* _TO DO_:
1/ Answer these questions using the piece on B.C.'s police complaints process:
(a) How long did Victoria police take to complete their internal investigation?
(b) Who heads the Vancouver police union?
(c) Why was the public hearing adjourned until fall?
2/ From the piece on B.C.'s police complaints process, return the passage starting with "Police complaints commissioner Dirk" and going on through "his head injury.)", copied word for word.
DOCUMENT SEGMENT Block Start
Wednesday, August 06, 2008

Government stalling on broken police complaints process

It could have been funny, if it weren't such a serious issue.
B.C.'s police complaints process is broken. Four years after the police complaints commissioner started changes were badly needed to make the system work better, and 18 months after a review recommended 91 changes, the government hasn't acted to fix it.
So the B.C. Civil Liberties Association and other groups that help people who feel they have been wronged by police announced a boycott.
From now on, they will encourage people with complaints to sue the officers or force involved.
Police don't like the idea. Tom Stamatakis, head of the Vancouver police union, warned the court process would be costly and time-consuming. It would take too long to get decisions, he added. "By the time you get to an outcome, you lose the opportunity to learn from it."
Stamatakis should spend some time with Thomas McKay and his family.
On April 23, 2004, McKay was celebrating the end of the college year. He was arrested for causing a disturbance and being intoxicated in public. At the police cells, in handcuffs, he was pushed or tripped to the floor. He suffered a serious head injury.
McKay's father believed unnecessary force had been used. Within four days, he filed a complaint with the Victoria Police Department. That's the start of the current process.
But there are no timelines in the legislation. Victoria police didn't complete their internal investigation for 19 months - an inexplicable delay. The officer had done nothing wrong, the force found.
Police complaints commissioner Dirk Ryneveld examined the internal review and concluded further investigation was required. That's part of the process too.
He took only three weeks to ask for the review. But it took Victoria police 10 months to review their own investigation - and come back with the same conclusion.
That's 2 1⁄2 years, with little to show.
The police complaints commissioner still wasn't satisfied with internal review and ordered a public hearing on the complaint.
That began last month, more than four years after McKay's father went to police with a complaint his son had mistreated and injured. (The hearing was adjourned until fall because of McKay's continuing problems from his head injury.)
It's not likely the McKays would be buy Stamatakis' argument that the current system delivers results in a timely way.
DOCUMENT SEGMENT Block End
INPUT DATA Block Start
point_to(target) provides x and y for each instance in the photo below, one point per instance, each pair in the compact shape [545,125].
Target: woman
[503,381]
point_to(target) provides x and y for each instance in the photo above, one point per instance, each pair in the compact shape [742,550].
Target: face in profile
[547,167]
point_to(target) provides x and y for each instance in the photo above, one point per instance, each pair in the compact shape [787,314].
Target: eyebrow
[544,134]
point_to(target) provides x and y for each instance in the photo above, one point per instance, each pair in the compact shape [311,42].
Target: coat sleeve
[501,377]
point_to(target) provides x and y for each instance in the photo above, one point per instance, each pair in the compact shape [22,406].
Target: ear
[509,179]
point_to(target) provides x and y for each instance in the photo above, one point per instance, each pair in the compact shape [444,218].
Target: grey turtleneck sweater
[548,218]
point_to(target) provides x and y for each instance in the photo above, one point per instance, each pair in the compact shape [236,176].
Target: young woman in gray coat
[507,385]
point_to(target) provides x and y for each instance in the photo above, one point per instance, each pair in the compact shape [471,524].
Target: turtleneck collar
INPUT DATA Block End
* _ANSWERS BY TASK_:
1/
(a) 19 months
(b) Tom Stamatakis
(c) Because of McKay's continuing problems from his head injury

2/
Police complaints commissioner Dirk Ryneveld examined the internal review and concluded further investigation was required. That's part of the process too.
He took only three weeks to ask for the review. But it took Victoria police 10 months to review their own investigation - and come back with the same conclusion.
That's 2 1⁄2 years, with little to show.
The police complaints commissioner still wasn't satisfied with internal review and ordered a public hearing on the complaint.
That began last month, more than four years after McKay's father went to police with a complaint his son had mistreated and injured. (The hearing was adjourned until fall because of McKay's continuing problems from his head injury.)